## Supplied data
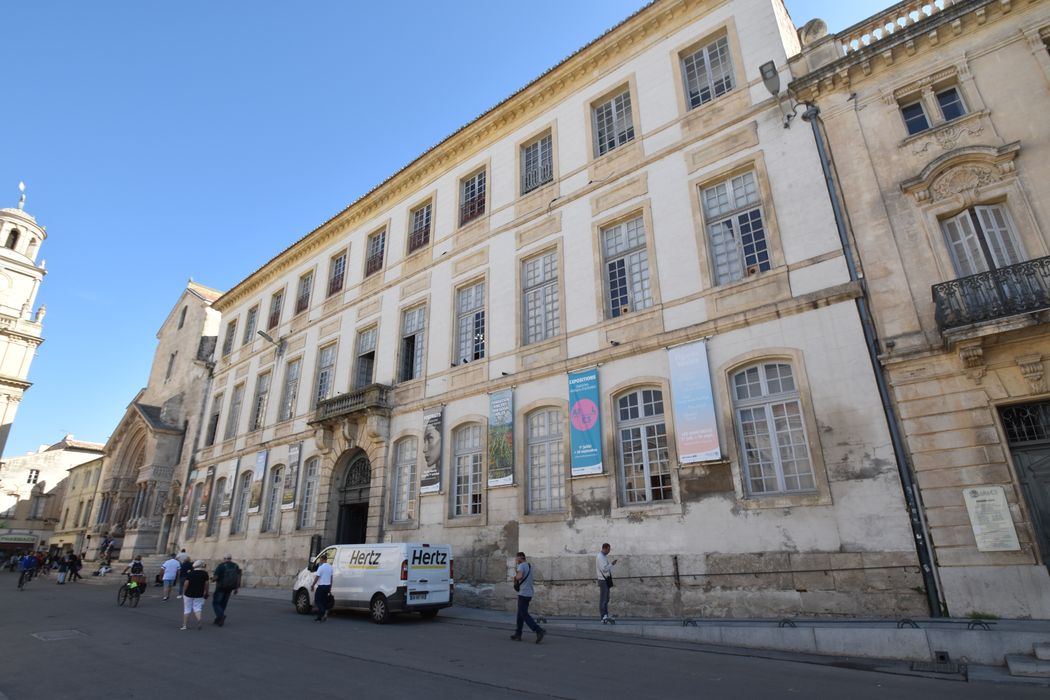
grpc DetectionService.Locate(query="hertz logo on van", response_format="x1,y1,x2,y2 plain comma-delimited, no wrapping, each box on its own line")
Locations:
347,550,382,569
412,549,448,569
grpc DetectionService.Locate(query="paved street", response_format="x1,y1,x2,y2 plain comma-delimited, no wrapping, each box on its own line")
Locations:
0,572,1046,700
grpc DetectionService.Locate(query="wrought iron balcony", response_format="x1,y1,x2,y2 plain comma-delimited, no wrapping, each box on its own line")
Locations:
933,257,1050,331
311,384,394,423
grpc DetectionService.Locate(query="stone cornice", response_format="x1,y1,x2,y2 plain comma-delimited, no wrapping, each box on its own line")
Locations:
213,0,726,312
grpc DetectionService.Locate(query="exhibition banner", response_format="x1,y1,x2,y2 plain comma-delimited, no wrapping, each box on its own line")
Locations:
569,367,602,476
419,408,442,493
248,450,269,513
667,340,721,464
488,389,515,486
280,443,302,510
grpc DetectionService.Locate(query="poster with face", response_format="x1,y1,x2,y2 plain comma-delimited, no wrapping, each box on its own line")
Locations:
419,409,443,493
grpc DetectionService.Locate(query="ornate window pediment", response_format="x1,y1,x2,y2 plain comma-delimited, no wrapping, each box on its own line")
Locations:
901,141,1021,206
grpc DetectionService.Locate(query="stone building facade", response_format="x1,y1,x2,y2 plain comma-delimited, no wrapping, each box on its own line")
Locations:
792,0,1050,618
0,185,47,454
88,280,219,558
180,0,925,615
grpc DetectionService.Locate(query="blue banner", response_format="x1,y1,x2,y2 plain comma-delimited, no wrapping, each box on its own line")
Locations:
569,367,602,476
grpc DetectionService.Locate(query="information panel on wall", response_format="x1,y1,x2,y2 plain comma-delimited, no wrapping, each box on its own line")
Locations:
569,367,602,476
667,340,721,464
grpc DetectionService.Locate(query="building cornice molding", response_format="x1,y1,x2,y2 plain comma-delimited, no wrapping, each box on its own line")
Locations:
214,0,728,312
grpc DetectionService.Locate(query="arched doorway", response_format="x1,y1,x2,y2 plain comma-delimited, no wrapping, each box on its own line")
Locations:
332,452,372,545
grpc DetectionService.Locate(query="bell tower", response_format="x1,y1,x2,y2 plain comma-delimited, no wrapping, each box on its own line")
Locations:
0,183,47,454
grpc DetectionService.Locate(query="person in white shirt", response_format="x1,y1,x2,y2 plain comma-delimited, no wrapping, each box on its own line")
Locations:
310,554,333,622
161,554,179,600
594,543,618,624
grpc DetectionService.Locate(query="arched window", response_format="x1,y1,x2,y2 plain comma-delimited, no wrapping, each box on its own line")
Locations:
186,482,204,539
616,388,672,503
230,471,252,534
299,457,321,529
733,362,817,494
453,423,481,516
207,476,226,537
525,408,565,513
391,438,419,522
261,467,285,532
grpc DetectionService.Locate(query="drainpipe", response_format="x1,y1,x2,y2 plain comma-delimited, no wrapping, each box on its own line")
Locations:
802,102,942,617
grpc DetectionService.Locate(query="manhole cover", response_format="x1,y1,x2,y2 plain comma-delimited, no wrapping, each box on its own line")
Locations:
33,630,85,641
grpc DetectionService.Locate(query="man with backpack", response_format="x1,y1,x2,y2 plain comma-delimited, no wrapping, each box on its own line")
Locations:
211,554,240,627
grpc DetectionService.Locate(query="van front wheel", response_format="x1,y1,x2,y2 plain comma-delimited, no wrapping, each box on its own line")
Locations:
292,588,314,615
369,593,391,624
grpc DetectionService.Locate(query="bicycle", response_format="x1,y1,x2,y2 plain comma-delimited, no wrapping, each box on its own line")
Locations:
117,574,146,608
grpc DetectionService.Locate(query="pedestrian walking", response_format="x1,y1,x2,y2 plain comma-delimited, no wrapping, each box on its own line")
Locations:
211,554,240,627
594,543,618,624
161,554,181,600
510,552,547,644
180,559,208,630
310,554,332,622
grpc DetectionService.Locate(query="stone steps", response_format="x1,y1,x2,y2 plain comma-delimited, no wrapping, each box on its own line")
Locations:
1006,654,1050,678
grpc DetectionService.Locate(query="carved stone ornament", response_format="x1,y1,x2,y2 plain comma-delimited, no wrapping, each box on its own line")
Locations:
959,342,987,384
1014,353,1047,394
929,164,1003,201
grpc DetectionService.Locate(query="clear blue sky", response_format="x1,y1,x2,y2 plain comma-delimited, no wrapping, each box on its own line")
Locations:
0,0,891,457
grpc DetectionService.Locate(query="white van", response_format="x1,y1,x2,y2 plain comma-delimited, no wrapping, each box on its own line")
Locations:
292,544,455,624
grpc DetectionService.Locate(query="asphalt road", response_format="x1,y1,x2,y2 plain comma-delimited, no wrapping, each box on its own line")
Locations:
0,572,1047,700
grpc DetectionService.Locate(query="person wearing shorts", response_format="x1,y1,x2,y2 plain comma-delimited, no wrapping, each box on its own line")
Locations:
180,559,210,630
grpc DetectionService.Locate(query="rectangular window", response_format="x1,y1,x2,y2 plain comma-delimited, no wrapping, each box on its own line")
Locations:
456,282,485,362
314,343,335,406
398,306,426,382
591,90,634,157
223,319,237,357
240,304,259,345
460,170,485,226
354,326,379,389
295,272,314,314
277,358,302,421
526,408,565,513
937,87,966,122
901,102,929,134
392,438,418,523
681,37,733,109
223,384,245,440
248,372,270,432
602,216,653,318
522,252,562,344
408,201,431,253
266,290,285,331
204,394,223,447
700,172,771,284
521,133,554,194
364,229,386,277
453,425,481,516
328,253,347,296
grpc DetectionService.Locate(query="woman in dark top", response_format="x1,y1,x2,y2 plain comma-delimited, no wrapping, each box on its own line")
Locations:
181,559,209,630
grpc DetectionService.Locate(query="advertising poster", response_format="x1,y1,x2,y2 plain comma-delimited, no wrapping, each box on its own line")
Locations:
197,467,215,521
419,409,442,493
667,340,721,464
569,367,602,476
280,443,302,510
215,460,240,517
179,469,196,523
248,450,269,513
488,389,515,486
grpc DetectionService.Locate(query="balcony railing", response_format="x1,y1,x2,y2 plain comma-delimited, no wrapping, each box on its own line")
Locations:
933,257,1050,331
313,384,394,423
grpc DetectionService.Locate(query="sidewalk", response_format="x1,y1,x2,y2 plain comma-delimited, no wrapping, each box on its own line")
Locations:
229,588,1050,685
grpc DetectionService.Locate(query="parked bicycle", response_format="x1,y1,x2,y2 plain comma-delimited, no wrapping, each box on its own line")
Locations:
117,574,146,608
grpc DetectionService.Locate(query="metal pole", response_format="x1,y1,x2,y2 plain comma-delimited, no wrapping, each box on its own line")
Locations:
802,103,942,617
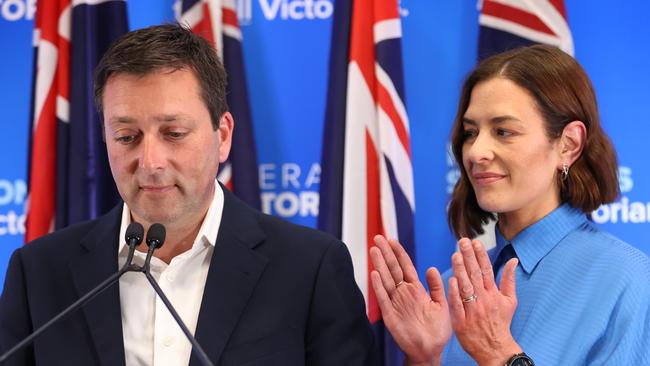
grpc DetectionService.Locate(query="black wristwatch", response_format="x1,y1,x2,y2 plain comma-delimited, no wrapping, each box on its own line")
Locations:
505,352,535,366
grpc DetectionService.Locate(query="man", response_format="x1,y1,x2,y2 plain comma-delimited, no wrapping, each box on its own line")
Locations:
0,25,373,366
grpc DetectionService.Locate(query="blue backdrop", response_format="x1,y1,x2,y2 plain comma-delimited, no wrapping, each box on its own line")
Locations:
0,0,650,281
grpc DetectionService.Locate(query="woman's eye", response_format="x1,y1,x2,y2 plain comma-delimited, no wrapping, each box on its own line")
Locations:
115,135,137,144
497,128,513,137
463,130,478,139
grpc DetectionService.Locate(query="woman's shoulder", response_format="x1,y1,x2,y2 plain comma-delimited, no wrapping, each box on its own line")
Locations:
558,222,650,287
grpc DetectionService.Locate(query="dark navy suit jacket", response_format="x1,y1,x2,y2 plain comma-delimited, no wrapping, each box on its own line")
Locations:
0,189,376,366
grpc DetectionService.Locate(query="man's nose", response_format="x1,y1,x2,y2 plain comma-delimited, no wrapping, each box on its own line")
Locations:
140,135,167,172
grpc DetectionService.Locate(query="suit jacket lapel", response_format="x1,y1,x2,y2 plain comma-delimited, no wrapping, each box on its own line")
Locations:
70,204,125,365
190,188,268,365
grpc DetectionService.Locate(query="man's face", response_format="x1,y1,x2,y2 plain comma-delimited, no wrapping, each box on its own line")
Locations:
103,69,233,227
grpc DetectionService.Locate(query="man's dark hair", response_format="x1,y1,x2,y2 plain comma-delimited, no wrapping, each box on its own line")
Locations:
94,24,228,130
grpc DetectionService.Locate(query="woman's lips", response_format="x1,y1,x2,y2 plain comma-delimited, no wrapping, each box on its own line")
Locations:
472,172,505,186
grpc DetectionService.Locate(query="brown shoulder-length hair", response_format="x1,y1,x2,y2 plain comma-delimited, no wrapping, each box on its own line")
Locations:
448,45,619,237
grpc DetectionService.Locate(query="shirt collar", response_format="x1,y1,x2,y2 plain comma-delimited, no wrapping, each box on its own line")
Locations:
490,203,587,274
117,179,224,255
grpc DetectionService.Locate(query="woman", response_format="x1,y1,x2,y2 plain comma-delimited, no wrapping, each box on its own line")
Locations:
371,46,650,365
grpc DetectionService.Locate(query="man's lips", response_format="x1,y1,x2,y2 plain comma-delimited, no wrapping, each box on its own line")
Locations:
472,172,505,185
140,184,174,193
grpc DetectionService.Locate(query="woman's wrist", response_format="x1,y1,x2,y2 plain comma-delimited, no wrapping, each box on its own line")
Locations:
475,339,523,366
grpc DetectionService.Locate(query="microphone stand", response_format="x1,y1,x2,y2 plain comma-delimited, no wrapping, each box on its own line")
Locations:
138,240,214,366
0,242,141,363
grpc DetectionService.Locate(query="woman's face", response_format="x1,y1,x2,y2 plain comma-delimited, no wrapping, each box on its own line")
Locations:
462,77,562,225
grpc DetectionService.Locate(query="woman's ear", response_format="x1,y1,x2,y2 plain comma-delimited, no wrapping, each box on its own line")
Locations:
560,121,587,166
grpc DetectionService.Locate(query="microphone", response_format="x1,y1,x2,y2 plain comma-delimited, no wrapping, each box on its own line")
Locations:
142,223,214,366
142,223,166,274
120,221,144,271
0,222,144,363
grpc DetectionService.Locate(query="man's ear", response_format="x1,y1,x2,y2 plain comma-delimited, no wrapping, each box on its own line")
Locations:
559,121,587,170
217,112,235,163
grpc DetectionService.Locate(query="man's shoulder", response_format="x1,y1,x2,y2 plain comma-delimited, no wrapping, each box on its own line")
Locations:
19,205,121,259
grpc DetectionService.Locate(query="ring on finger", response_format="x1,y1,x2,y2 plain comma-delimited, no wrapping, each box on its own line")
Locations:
462,294,478,303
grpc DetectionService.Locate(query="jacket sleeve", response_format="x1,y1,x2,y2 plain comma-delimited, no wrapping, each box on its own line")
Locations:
0,249,35,366
305,241,378,366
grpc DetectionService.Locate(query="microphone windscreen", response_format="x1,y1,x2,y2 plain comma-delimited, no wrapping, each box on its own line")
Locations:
147,223,165,248
124,221,144,245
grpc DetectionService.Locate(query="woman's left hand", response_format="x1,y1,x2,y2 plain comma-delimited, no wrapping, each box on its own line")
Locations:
449,238,522,366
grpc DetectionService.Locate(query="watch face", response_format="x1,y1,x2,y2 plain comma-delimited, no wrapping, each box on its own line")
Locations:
509,355,535,366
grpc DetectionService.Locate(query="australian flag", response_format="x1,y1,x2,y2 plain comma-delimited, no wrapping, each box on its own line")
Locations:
25,0,128,242
175,0,260,209
478,0,573,60
318,0,415,366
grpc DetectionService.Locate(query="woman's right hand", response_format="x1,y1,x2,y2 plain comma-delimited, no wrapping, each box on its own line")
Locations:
370,235,451,365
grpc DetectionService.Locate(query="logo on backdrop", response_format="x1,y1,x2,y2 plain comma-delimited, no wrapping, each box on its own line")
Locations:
0,0,36,22
237,0,334,25
259,163,320,218
591,166,650,224
0,179,27,237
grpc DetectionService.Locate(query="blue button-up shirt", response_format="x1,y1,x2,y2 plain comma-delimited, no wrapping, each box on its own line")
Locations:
443,204,650,366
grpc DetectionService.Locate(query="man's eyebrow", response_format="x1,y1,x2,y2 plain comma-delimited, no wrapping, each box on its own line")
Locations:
108,116,135,124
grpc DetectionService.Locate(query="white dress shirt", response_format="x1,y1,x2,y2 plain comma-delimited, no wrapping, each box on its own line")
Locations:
118,181,223,366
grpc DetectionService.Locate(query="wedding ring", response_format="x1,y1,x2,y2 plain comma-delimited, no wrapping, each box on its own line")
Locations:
463,294,478,302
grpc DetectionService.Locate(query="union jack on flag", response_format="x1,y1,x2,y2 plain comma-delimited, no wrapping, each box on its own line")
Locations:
478,0,573,59
318,0,415,365
25,0,128,242
175,0,261,209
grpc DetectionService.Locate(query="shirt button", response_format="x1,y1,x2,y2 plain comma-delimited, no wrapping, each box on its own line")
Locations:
163,337,174,347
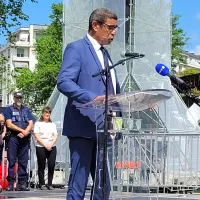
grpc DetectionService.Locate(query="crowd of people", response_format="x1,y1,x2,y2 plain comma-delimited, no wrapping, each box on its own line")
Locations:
2,8,120,200
0,92,57,191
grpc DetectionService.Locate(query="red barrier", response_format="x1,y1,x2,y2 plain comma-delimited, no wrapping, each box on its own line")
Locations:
0,164,17,189
115,161,140,169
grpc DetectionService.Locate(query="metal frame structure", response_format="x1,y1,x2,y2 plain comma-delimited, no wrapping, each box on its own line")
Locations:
14,0,200,198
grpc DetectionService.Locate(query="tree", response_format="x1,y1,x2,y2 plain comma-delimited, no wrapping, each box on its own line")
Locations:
172,15,189,68
15,3,62,111
0,0,37,35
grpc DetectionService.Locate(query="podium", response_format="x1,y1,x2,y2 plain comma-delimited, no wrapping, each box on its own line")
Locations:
83,89,172,199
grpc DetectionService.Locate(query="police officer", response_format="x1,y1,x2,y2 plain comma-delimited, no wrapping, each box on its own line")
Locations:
4,92,33,191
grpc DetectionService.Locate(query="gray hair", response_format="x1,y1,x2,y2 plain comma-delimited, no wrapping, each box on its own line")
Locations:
89,8,117,30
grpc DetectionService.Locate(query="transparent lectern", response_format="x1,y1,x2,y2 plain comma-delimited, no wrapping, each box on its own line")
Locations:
84,89,172,199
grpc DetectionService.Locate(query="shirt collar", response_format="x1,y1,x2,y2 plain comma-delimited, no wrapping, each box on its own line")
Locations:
87,33,101,51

## What you should do
Count the lines in the entries above that contain the word "balcony". Reply with the number alone.

## Reply to the exercise
2